_EXCERPTED PASSAGE_
A new restaurant has opened in Manhattan’s West Side at10 Lincoln Center Plaza in Geffen Hall, named Tatiana.  The non-Kosher restaurant features cured beef and pastrami with West African-style flavoring.  The restaurant is the first New York eatery for chef and establishment partner Kwame Onwuachi, who grew up in The Bronx.  The Afro-Caribbean restaurant’s glittering room and floor-to-ceiling glass wall opened some two weeks ago, with a sample dish of short rib pastrami suya, served on the bone, going for $70 on the menu.  A review by a writer in the NY Post called the pastrami meal “my favorite new dish of the decade”.

Chef Onwuachi already has experience opening other restaurants in Washington, DC, has starred as a competitor in Season 13 of the “Top Chef” television show in 2015, and wrote several books including a memoir named “Notes from a Young Black Chef”.  In 2019, he earned a James Beard Foundation award as “Rising Star Chef of the Year”.  He was also recognized by Food and Wine magazine and Esquire magazine.  The 33-year-old chef was born in Long Island, NY, had lived in Nigeria with his grandfather for two years beginning at the age 10, has been a resident of Los Angeles, CA, and currently resides in Manhattan’s Murray Hill neighborhood.  The chef has been featured in numerous articles in various newspapers, being praised for his stunning comeback following a troubled youth.

The new restaurant is named after Onwuachi’s older sister, who had helped raise him, while their mother went to work as a chef in a NYC restaurant.  As it says on the eatery’s website: “This is my love letter to New York –  written with the flavors, aromas and textures of my childhood, inspired by my culinary muse (and beloved sister) Tatiana.”

Dataset items:
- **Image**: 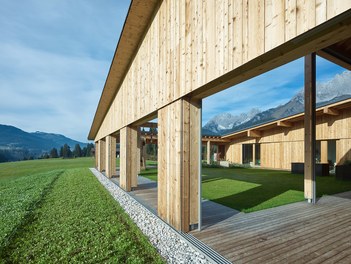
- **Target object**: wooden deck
[113,174,351,263]
[192,192,351,263]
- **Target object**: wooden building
[222,99,351,170]
[88,0,351,231]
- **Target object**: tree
[73,144,82,158]
[50,148,58,159]
[62,144,72,159]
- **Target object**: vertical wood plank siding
[95,0,351,141]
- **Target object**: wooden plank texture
[120,127,140,192]
[105,136,116,178]
[158,100,201,231]
[90,0,351,141]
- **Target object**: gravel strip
[90,169,213,263]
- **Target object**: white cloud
[0,0,129,141]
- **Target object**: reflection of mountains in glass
[202,71,351,135]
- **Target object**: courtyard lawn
[0,158,163,263]
[141,168,351,213]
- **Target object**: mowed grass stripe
[0,170,63,252]
[2,168,163,263]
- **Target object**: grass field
[142,168,351,213]
[0,158,163,263]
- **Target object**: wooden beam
[120,126,138,192]
[321,140,328,163]
[140,122,158,128]
[277,121,293,127]
[157,99,201,232]
[98,139,106,172]
[247,130,262,138]
[317,49,351,71]
[304,53,316,203]
[106,136,116,178]
[323,107,339,116]
[94,141,99,169]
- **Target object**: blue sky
[0,0,130,142]
[0,0,341,142]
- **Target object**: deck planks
[113,176,351,263]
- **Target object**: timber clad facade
[88,0,351,231]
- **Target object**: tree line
[40,143,94,159]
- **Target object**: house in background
[88,0,351,232]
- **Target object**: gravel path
[90,169,213,263]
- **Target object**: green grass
[0,159,163,263]
[141,168,351,213]
[0,158,95,179]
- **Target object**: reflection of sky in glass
[202,56,351,125]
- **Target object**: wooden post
[252,143,256,165]
[119,126,139,192]
[321,140,328,163]
[137,127,142,174]
[158,99,201,232]
[304,53,316,203]
[106,136,116,178]
[95,141,99,169]
[98,139,106,172]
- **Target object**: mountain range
[0,124,87,161]
[202,71,351,135]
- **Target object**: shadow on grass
[202,168,351,212]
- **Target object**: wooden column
[98,139,106,172]
[137,127,143,174]
[95,141,99,168]
[304,53,316,203]
[158,99,201,232]
[106,136,116,178]
[321,140,328,163]
[119,126,139,192]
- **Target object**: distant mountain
[202,71,351,135]
[0,124,87,160]
[202,108,260,135]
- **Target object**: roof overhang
[88,0,162,140]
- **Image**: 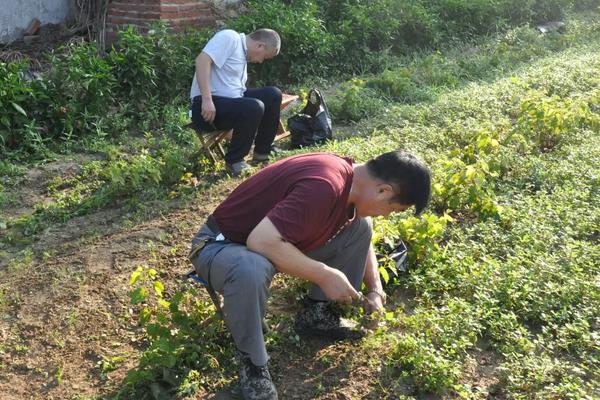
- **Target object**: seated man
[190,29,281,176]
[190,150,431,400]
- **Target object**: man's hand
[317,267,360,304]
[202,98,217,124]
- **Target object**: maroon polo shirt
[213,153,354,253]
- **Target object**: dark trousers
[192,86,281,164]
[192,218,372,365]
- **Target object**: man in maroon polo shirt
[190,150,431,400]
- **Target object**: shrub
[328,79,386,122]
[46,43,117,141]
[108,26,158,110]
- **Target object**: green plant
[122,266,231,398]
[0,62,48,154]
[45,43,117,142]
[328,79,387,122]
[108,26,158,111]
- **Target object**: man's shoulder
[282,153,352,169]
[213,29,240,40]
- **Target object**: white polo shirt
[190,29,248,99]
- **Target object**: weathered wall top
[0,0,75,43]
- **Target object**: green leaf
[129,267,142,286]
[10,102,27,116]
[154,281,165,296]
[129,288,148,304]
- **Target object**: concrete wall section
[0,0,74,43]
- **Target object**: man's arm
[246,217,360,304]
[363,243,384,313]
[196,52,217,123]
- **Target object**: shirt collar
[240,33,248,57]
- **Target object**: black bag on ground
[288,89,332,149]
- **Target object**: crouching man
[191,150,430,400]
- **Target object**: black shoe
[238,351,278,400]
[294,297,365,340]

_WRITTEN INSTRUCTION A_
Print the part of the passage about the Tatiana restaurant starting at "Chef Onwuachi already" and ending at "a troubled youth.".
_WRITTEN INSTRUCTION B_
In the passage about the Tatiana restaurant, who is the restaurant named after?

_COMPLETE ANSWER A_
Chef Onwuachi already has experience opening other restaurants in Washington, DC, has starred as a competitor in Season 13 of the “Top Chef” television show in 2015, and wrote several books including a memoir named “Notes from a Young Black Chef”.  In 2019, he earned a James Beard Foundation award as “Rising Star Chef of the Year”.  He was also recognized by Food and Wine magazine and Esquire magazine.  The 33-year-old chef was born in Long Island, NY, had lived in Nigeria with his grandfather for two years beginning at the age 10, has been a resident of Los Angeles, CA, and currently resides in Manhattan’s Murray Hill neighborhood.  The chef has been featured in numerous articles in various newspapers, being praised for his stunning comeback following a troubled youth.

_COMPLETE ANSWER B_
Kwame Onwuachi's older sister, Tatiana, who helped raise him.